-- WHAT IS BEING ASKED --
Every entry below is to be returned unchanged. Images are not part of the copy.

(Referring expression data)

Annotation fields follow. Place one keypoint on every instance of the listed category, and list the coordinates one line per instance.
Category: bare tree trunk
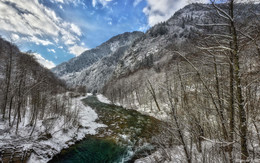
(240, 99)
(8, 80)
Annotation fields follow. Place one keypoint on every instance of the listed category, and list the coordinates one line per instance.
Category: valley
(185, 90)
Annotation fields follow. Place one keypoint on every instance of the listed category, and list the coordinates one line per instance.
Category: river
(128, 137)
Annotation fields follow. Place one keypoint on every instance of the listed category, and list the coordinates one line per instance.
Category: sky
(55, 31)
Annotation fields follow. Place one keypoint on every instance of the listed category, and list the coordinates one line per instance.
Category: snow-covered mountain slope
(103, 69)
(76, 67)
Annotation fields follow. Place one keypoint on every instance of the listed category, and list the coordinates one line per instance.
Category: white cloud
(75, 29)
(15, 37)
(33, 22)
(44, 62)
(160, 10)
(51, 50)
(136, 2)
(77, 50)
(38, 41)
(102, 2)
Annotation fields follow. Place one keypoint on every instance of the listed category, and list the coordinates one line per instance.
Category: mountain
(77, 67)
(120, 71)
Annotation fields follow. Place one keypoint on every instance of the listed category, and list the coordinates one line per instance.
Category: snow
(44, 150)
(103, 99)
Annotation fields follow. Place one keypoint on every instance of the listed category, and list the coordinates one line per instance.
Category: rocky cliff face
(93, 67)
(131, 57)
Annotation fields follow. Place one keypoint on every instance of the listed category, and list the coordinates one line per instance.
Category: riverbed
(128, 136)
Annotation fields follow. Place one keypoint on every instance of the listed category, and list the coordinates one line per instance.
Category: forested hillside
(199, 71)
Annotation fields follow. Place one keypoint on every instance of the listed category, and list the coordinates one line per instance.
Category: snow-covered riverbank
(43, 149)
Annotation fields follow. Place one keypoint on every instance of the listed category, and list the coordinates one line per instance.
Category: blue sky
(57, 30)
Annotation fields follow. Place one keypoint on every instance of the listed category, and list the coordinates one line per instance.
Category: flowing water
(127, 137)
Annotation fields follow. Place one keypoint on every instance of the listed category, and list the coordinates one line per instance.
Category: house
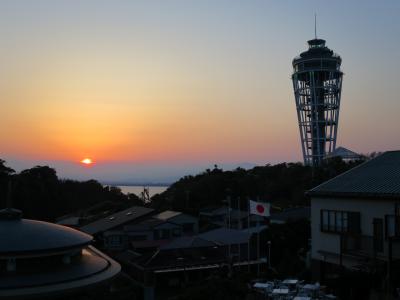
(292, 214)
(346, 154)
(110, 232)
(229, 218)
(41, 260)
(189, 224)
(190, 258)
(355, 220)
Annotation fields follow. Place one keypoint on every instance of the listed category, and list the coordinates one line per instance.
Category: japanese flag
(259, 208)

-- WRITTEN RESPONSE --
Annotation fields follow. Place one keypoint on every instance of the listed category, and list the coordinates one line per instance.
Category: bare tree trunk
(240, 99)
(8, 80)
Annotation fields follow. Place one keypoint on every instance of the listed category, and list the coordinates one line per instance.
Category: valley
(185, 90)
Annotation fields follow. Place one keypoint on every instance of the listed category, and list the coordinates one line per instance.
Category: river
(128, 137)
Annotation fields follow. Place one keypoint on every instance of the listed category, and list the coordinates one line per instance.
Category: sky
(55, 31)
Annotation fields follow. Place one keypoint on every instance of the listed category, and list the coordinates one line per instance.
Category: snow-covered mountain slope
(103, 69)
(76, 67)
Annotation fields follow. Place one keypoint on every instance of the listed category, and list the coordinates one line per instance.
Category: white cloud
(75, 29)
(15, 37)
(33, 22)
(44, 62)
(160, 10)
(51, 50)
(136, 2)
(77, 50)
(38, 41)
(102, 2)
Annotation fields follow. Place one keypoint on every instance of the listed category, and list the coordinates one line per instance.
Category: mountain
(77, 67)
(120, 71)
Annotation fields follow. Place one keypoint on every instance of the listed category, and list the coordinates one line per instance.
Category: snow
(44, 150)
(103, 99)
Annotation fields follow. Place one keypoint on every instance of the listed category, and list the coordinates one line per instance.
Category: rocky cliff face
(93, 67)
(131, 57)
Annotation fields follow. Place one keypoint on every instance of the listed category, and list the coordinates one line per instance.
Category: riverbed
(128, 136)
Annotation fields follow. Place one keypoint on every instance of the listed category, and list the coordinates one line per instance.
Category: forested hillside
(199, 71)
Annotation fields follow. Place one keypoint on every instance of the listed category, and list the coordinates one line per instance.
Category: snow-covered riverbank
(43, 149)
Annotation fields follow. Place one keypoint on every instance of the listed category, and list the coordinates one line per instance.
Category: blue sky
(57, 30)
Annotation fields follow. Place one keypoint on every instance of the listed category, and list the coordinates one line per instance.
Category: flowing water
(127, 137)
Annotation fields follow. Place one keypoint on every instance of the listed category, and list the coordinates one line per instance.
Category: house
(292, 214)
(346, 154)
(110, 232)
(229, 218)
(41, 260)
(189, 224)
(190, 258)
(355, 220)
Annotation fields follow. Place one keypoint on every instance of the listed category, and list the coordinates one line per instance.
Category: japanese flag
(259, 208)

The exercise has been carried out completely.